**Reading passage**
▬▬▬▬▬▬
Lotus, owned by the Chinese Geely Group, recently shipped its first Eletre EVs to Canada under a Canada-China deal signed in January. The premium SUV, made in Wuhan, is the first Chinese-owned and Chinese-built EV available for sale in Canada. The high-end vehicle starts at $119,000, while the fully loaded model sells for $159,000.

...

Chinese companies BYD and Chery are also expected to enter the Canadian market in the coming months. [managing director & publisher of Automotive News Canada Tim] Dimopoulos says those companies will likely begin by importing high-end luxury models that offer dealers higher profit margins and appeal to a niche market.

...

Buy at your own risk

Intelligence and cybersecurity experts have repeatedly raised concerns with the Chinese-made vehicles citing significant national security and privacy concerns. Experts consider the EVs smartphones on wheels. The experts say their concerns stem from laws in China that require Chinese companies, especially those with some degree of state ownership, to hand over data if requested.
▬▬▬▬▬▬
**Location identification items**
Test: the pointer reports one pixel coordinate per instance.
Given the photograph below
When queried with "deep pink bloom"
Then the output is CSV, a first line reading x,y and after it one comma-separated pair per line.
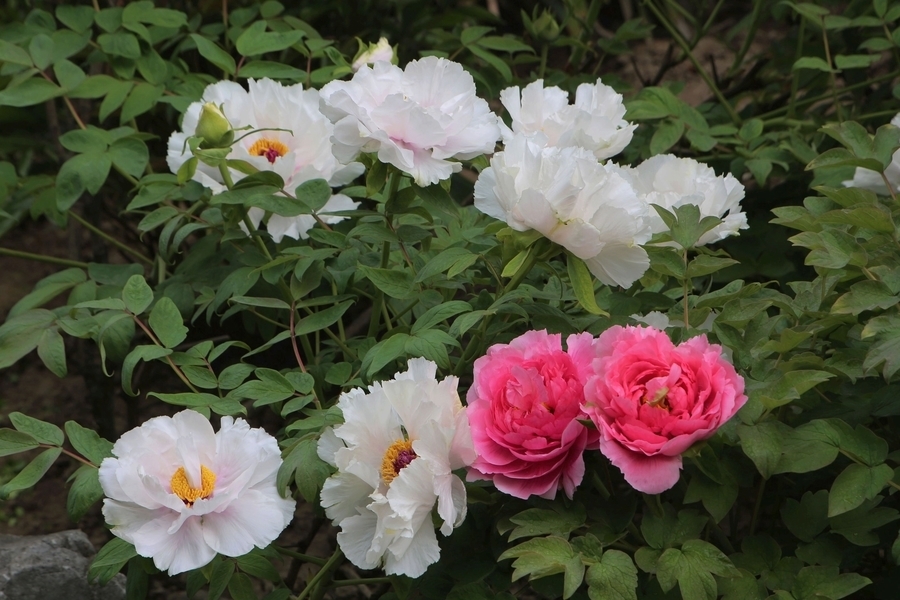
x,y
523,411
651,400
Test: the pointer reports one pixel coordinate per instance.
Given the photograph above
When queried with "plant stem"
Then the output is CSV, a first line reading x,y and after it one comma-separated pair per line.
x,y
370,581
700,70
326,571
304,557
99,232
759,496
63,262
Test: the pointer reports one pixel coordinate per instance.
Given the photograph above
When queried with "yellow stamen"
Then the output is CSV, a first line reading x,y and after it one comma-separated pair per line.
x,y
659,398
398,455
271,149
182,488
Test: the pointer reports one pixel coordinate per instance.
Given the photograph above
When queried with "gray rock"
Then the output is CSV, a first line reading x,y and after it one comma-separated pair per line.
x,y
51,567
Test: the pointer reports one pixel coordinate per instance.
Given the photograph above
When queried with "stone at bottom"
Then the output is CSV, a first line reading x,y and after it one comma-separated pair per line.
x,y
50,567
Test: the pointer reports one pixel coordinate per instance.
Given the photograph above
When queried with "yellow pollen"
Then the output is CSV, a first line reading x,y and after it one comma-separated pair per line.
x,y
659,398
271,149
182,489
398,455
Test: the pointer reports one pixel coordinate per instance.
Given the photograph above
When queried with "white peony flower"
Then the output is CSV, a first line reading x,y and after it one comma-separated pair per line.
x,y
669,181
182,493
595,122
300,153
415,118
375,52
394,455
868,179
573,200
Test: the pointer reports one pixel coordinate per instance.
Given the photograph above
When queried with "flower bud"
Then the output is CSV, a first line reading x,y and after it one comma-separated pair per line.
x,y
214,127
374,52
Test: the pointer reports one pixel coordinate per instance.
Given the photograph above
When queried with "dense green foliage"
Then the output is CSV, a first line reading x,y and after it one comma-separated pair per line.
x,y
795,498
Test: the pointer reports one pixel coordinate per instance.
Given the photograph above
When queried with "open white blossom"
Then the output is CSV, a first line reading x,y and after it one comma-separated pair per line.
x,y
394,455
181,492
868,179
595,121
300,153
415,118
670,181
573,200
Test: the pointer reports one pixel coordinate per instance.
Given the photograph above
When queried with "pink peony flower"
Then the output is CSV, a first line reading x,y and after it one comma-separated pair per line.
x,y
523,408
652,400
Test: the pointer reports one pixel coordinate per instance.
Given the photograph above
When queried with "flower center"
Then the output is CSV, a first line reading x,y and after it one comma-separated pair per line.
x,y
658,399
398,455
182,488
271,149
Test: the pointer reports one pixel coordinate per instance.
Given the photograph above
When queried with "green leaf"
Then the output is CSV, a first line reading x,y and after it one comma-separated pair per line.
x,y
256,40
44,432
167,324
692,567
813,583
310,470
615,576
583,284
856,484
241,587
147,353
10,53
442,312
214,54
84,492
22,333
13,442
32,473
321,319
865,295
110,560
259,566
88,442
76,18
790,386
36,90
538,521
41,50
130,154
120,43
141,99
541,557
493,60
394,283
137,295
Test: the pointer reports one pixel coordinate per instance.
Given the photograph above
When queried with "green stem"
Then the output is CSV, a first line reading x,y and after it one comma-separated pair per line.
x,y
100,233
759,496
751,35
63,262
545,50
304,557
700,70
831,73
326,571
370,581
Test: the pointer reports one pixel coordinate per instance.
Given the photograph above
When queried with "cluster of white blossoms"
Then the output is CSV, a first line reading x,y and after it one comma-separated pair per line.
x,y
180,492
289,136
395,454
550,178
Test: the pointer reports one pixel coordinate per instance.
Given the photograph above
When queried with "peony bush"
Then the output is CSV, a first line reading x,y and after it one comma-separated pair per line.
x,y
447,314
▬▬▬▬▬▬
**Parts of the exercise**
A. Output the portion of the Chinese EV article between "Buy at your" and "data if requested.", inclusive, keeping every word unchanged.
B. Pull out each line of the entries that contains the string "yellow", copying those lines unchanged.

**The solutions**
A.
Buy at your own risk

Intelligence and cybersecurity experts have repeatedly raised concerns with the Chinese-made vehicles citing significant national security and privacy concerns. Experts consider the EVs smartphones on wheels. The experts say their concerns stem from laws in China that require Chinese companies, especially those with some degree of state ownership, to hand over data if requested.

B.
When queried with "yellow stamen"
When queried with "yellow pollen"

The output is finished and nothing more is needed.